| Task directions |
Would you give the entries below again, precisely as they are written?

Content starts

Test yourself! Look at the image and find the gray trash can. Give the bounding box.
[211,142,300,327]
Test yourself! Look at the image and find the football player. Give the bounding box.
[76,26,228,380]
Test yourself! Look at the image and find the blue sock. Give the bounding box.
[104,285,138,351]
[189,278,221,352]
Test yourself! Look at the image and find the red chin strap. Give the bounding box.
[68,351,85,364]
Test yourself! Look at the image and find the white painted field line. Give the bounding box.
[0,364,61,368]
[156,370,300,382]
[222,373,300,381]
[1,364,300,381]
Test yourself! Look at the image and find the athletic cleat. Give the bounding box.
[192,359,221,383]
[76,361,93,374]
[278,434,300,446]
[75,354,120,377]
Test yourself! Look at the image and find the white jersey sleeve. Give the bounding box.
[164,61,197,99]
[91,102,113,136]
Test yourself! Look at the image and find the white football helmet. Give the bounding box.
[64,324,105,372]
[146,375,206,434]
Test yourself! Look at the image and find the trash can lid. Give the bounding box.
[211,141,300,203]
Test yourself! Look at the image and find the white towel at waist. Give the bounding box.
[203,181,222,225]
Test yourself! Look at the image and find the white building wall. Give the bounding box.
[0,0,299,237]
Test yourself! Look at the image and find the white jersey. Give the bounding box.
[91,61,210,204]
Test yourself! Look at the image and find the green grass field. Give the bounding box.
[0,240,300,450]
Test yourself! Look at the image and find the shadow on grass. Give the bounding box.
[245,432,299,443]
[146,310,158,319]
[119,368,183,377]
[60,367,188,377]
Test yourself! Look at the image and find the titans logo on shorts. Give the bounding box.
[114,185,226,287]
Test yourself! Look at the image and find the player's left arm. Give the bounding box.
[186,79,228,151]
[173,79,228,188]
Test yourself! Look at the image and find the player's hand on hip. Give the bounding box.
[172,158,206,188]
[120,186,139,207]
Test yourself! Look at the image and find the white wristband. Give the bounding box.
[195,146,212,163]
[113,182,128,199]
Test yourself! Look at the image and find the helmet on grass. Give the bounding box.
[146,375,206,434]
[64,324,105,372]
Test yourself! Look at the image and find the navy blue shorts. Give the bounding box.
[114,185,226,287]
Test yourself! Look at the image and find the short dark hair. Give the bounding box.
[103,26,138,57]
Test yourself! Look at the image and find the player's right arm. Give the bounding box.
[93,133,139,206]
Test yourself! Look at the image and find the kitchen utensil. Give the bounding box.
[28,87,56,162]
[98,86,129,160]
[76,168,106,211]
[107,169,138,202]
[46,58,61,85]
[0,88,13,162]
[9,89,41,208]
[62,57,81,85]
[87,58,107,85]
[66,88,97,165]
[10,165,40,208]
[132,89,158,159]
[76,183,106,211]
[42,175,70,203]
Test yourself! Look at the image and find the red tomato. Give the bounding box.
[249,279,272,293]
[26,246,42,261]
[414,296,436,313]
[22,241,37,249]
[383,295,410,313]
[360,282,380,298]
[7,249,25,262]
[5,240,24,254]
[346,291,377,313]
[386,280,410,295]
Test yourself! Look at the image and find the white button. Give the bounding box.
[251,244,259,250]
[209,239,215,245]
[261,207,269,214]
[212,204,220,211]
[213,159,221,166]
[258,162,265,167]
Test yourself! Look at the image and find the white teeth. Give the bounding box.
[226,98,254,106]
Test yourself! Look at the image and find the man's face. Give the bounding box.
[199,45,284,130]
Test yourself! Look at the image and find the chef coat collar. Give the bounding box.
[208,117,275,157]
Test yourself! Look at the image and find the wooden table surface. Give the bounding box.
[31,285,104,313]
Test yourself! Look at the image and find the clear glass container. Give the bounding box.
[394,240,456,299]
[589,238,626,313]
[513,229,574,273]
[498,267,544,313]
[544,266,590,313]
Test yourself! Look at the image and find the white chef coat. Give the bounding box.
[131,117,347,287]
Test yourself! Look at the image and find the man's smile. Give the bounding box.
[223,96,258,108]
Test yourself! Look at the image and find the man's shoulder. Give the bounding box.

Content ends

| Answer |
Test yourself! Look at the image and find the gray trash can. Give the bounding box.
[211,142,300,327]
Test yourself! Look at the image and find the football player. Give the bounding box.
[76,26,228,380]
Test yourself! Look at the image and find the blue sock. Give the bounding box.
[104,285,138,351]
[189,278,221,352]
Test yourself! Look at the image and find the red chin strap. Give the bounding box.
[68,351,85,364]
Test yourself! Look at the image and find the white painted field line. Give the bounding box.
[0,364,61,368]
[156,370,300,382]
[222,373,300,381]
[1,364,300,381]
Test yourself! Look at the image and find the athletic cleat. Give the bounding box.
[192,359,221,383]
[76,361,93,374]
[278,434,300,446]
[75,354,120,377]
Test yourself! Look at the image and find the white jersey sleeve. Give the bounding box.
[164,61,197,99]
[91,102,113,136]
Test yourself! Look at the image and find the white football helmet. Give the bounding box.
[64,324,105,372]
[146,375,206,434]
Test yourself! Look at the image and find the trash can lid. Give the bounding box.
[211,141,300,203]
Test yourself! Look at the image and find the white towel at waist. Give the bounding box.
[203,181,222,225]
Test yourself! Look at the image and find the white building wall. Give the bounding box.
[0,0,299,237]
Test yourself! Look at the image and find the white jersey. Give the bounding box.
[91,61,210,204]
Test yourself! Look at the image and find the green grass field. Give the bounding box.
[0,240,300,450]
Test yourself! Look at the image and find the shadow on grass. Give the bounding box.
[245,432,299,443]
[146,310,158,319]
[119,368,183,377]
[60,367,188,377]
Test yourself! Look at the image and find the titans logo on shorts. Give the bounding box.
[114,185,226,287]
Test yourself! Look at the image and find the player's left arm. Give the bounding box.
[186,79,228,151]
[173,79,228,188]
Test yourself! Look at the image and find the player's hand on hip. Give the bounding box.
[172,158,206,188]
[120,186,139,207]
Test yourself! Look at the image and find the white wristband. Give the bounding box.
[195,146,212,163]
[113,182,128,199]
Test yourself! Look at the image and find the helmet on grass. Give the bounding box.
[146,375,206,434]
[64,324,105,372]
Test yourself! Look at the image and find the navy blue shorts. Give the bounding box.
[114,185,226,287]
Test yourself! Look at the image and find the short dark hair. Give the bounding box.
[103,26,138,57]
Test yourself! Look at the image and find the player's right arm. Give the bounding box.
[93,133,139,206]
Test yourself! Look at the image and find the kitchen utensil. Give the bounding box.
[28,87,56,162]
[98,86,129,160]
[76,168,106,211]
[107,169,138,202]
[46,58,61,85]
[0,88,13,162]
[9,89,41,208]
[62,57,81,85]
[87,58,107,85]
[66,88,97,165]
[10,165,40,208]
[132,89,158,159]
[76,183,106,211]
[42,175,70,203]
Test yourself! Look at the image and find the red tomato. Give the bounding box.
[249,279,272,293]
[26,246,42,261]
[414,296,436,313]
[22,241,37,249]
[383,295,410,313]
[360,282,380,298]
[7,249,25,262]
[5,240,24,254]
[346,291,377,313]
[386,280,410,295]
Test yourself! Look at the image and find the white button. Give the bounding box.
[251,244,259,250]
[209,239,215,245]
[261,207,269,214]
[212,204,220,211]
[213,159,221,166]
[258,162,265,167]
Test yourself! Look at the image and find the white teeth. Give the bounding box.
[226,98,254,106]
Test yourself! Look at the image and find the man's face. Give the bounding box.
[199,45,284,130]
Test yourself! Look at the image and find the chef coat collar. Give the bounding box.
[208,117,275,157]
Test yourself! Look at the image and find the wooden table surface. Give the bounding box.
[31,285,104,313]
Test yourself! Look at the image and find the clear glass container. Give the bounding box.
[394,240,456,299]
[589,238,626,313]
[513,229,574,273]
[498,267,544,313]
[544,266,590,313]
Test yourself! Look at the image and find the white chef coat. Give the bounding box.
[131,117,347,287]
Test yourself! Look at the image and find the man's smile. Give the bounding box.
[223,96,258,108]
Test yourself! Look at the image and find the man's shoulder. Give the bounding box.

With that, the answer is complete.